(Records in a dataset)
※
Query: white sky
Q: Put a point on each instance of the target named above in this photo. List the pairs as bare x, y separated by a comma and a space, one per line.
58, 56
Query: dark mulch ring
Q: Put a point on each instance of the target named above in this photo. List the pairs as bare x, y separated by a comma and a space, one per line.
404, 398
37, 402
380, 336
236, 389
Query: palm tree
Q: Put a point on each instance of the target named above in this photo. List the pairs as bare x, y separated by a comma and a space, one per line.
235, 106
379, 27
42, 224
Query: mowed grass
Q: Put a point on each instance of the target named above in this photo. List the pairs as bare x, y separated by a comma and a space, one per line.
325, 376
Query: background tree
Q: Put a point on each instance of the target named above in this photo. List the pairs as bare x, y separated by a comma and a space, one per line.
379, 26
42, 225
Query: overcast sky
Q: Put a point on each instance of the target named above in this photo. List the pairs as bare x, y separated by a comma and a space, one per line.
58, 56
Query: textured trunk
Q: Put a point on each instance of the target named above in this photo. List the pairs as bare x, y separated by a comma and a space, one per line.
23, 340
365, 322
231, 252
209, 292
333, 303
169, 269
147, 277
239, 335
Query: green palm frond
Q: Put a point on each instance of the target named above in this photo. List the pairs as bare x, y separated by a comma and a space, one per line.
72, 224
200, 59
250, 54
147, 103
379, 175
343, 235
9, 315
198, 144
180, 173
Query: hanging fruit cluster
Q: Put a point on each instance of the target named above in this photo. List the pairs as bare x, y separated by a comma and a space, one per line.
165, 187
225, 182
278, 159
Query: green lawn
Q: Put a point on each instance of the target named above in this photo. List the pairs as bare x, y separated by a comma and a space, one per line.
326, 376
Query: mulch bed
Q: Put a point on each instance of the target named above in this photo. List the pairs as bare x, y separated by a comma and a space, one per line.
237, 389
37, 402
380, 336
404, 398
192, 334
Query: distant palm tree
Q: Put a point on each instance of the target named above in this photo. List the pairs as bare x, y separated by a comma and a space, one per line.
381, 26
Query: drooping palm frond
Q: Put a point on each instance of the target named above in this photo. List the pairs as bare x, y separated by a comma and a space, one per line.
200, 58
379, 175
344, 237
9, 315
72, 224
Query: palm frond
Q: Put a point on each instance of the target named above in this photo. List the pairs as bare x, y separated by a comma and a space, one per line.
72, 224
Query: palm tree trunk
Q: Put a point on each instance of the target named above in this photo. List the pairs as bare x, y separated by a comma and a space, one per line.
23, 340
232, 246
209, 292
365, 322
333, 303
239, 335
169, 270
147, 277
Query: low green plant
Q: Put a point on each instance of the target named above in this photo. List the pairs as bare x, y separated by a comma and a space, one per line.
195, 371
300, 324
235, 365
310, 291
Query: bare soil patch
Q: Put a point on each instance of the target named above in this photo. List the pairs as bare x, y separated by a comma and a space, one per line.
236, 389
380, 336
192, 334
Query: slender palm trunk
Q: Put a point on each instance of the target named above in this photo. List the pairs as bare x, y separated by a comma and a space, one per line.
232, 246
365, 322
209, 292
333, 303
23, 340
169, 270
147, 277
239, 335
※
* [GIVEN EXERCISE]
Reproduce the data above, replacing every occurrence of "palm frond" with "palm leaf" and keeping all other text the same.

* [WORKED ANSWER]
Query: white sky
Q: Put a point on each instance of the target named above in this photo. List the pairs as bare x, y separated by a comma and a space, one per line.
58, 56
Query: dark mulch ring
Q: Put a point on each instance of the target named above in this photo. List the pairs as bare x, y separated by a comma and a space, one per line.
404, 398
37, 402
380, 336
236, 389
Query: palm tree
Q: Put a point on each instance of the target named above in this photo. List the pairs as bare x, y separated by a comma and a space, one per line.
235, 106
379, 27
42, 224
Query: mowed grass
Q: Put a point on each instance of the target named above in this photo. List the pairs as bare x, y separated by a comma and a space, one per line.
325, 376
Query: background tree
Q: Put a point on each instance of the target named above in this photo. List the pairs as bare x, y separated by a comma and a space, one per line.
379, 26
42, 225
Query: overcast sky
Q: Put a point on each instance of the target named above in this photo. List the pairs as bare x, y separated by a comma and a space, one per line.
58, 56
Query: textured trunk
Q: Put a point on each instance of the target named above in this photo. List the pairs as bare x, y separated by a comma and a space, one per line.
23, 340
365, 322
231, 252
209, 292
333, 303
169, 269
147, 277
239, 335
Query: green palm leaf
Q: Put a point on each instance of the target named above in this photo. List the pairs as bare x, y separated by a comma and a space, one per line.
72, 224
200, 59
250, 54
147, 103
379, 175
343, 235
9, 315
198, 144
180, 173
Query: hanging fruit cluster
Q: Put a point on each instance of the target named above in this photo. List the pairs as bare x, y separated by a comma and a space, one per line.
165, 187
225, 182
278, 159
Query: green lawn
Q: Put a point on each instance of the target named above in this photo. List the pairs as bare x, y separated by a comma and a space, one per line.
326, 376
Query: mulch bed
Q: Put a point on each instance of the target named above in this photo. List the pairs as bare x, y separated by a comma and a space, one per line.
237, 389
37, 402
380, 336
404, 398
192, 334
Query: distant palm tree
Q: Put a point on each instance of the target named above in this photo. List the pairs as bare x, y separated by a comma and a space, one per line.
381, 26
Query: drooping palm leaf
Q: Put a point on each instance of the target named above in this photo. List the pairs as bare x, y separated by a comma and a space, one per line.
200, 58
379, 175
344, 237
9, 315
72, 224
Query: palm leaf
Q: Put a point on each instance of the target named above in this photo. List the pairs as bare x, y separated by a comma and a space, one per line.
72, 224
Query: palm tree trunk
Q: Put a point on each instance of the target named above in this photo. List the pairs as bare x, y separated by a comma and a space, one per line.
23, 340
232, 246
209, 292
365, 322
333, 303
239, 335
169, 270
147, 277
Query: low green plant
Q: Put a point on each instance of the target named above in this photo. List the pairs as bare x, y separated by a comma and a space, one per line.
195, 371
300, 324
235, 365
310, 291
Query: bare soil patch
Q: Put a point on each instance of the target named above in this photo. List the pairs as bare x, y separated by a comma and a space, one per line.
236, 389
380, 336
192, 334
Query: slender palm trunk
Q: Put a point on each instance of the target named above in this photo. List the pairs as bare x, y separated by a comma and a space, one per line.
232, 246
365, 322
209, 292
333, 303
23, 340
169, 270
147, 277
239, 335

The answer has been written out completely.